Text shown
“You can embrace a term like ‘queer’ and not be defined by it,” Res says as I leave their studio. This idea is a throughline between the practices of five emerging photographers—Elliott Jerome Brown Jr., Lia Clay, Naima Green, Matthew Morrocco and Res—who represent the vanguard of the medium. Their recent work probes concerns shared by many young artists: How can the intersections of identity be expressed through an art practice? How should we navigate visually-driven social media platforms? How can artists communicate queerness differently in personal versus commercial and commissioned work? And what are the possibilities of expressing oneself as an individual while identifying with a larger community?
Attempting to fit these five young artists into a box would be impossible. Queerness refuses form in contemporary photography, and that very mutability injects images with a newfound energy.
Elliott Jerome Brown Jr. “Most of my photographs aren’t staged, but I do strive to make something that is theatrical,” Elliott Jerome Brown Jr. tells me at his kitchen table on a stagnant summer night. The dichotomy between natural and theatrical seems irreconcilable, but Brown proves otherwise. The photographer shoots candid moments, often of close friends, family and fellow artists. This could make for a straightforward narrative of personal intimacy—yet Brown finds a way to move beyond conventional portraits.

Data shown
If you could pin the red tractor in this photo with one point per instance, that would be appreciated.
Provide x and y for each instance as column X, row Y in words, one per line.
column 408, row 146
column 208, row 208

Work to complete
In the text about five emerging photographers, where and when does Elliott Jerome Brown Jr. speak with the writer?

The result
At his kitchen table on a stagnant summer night.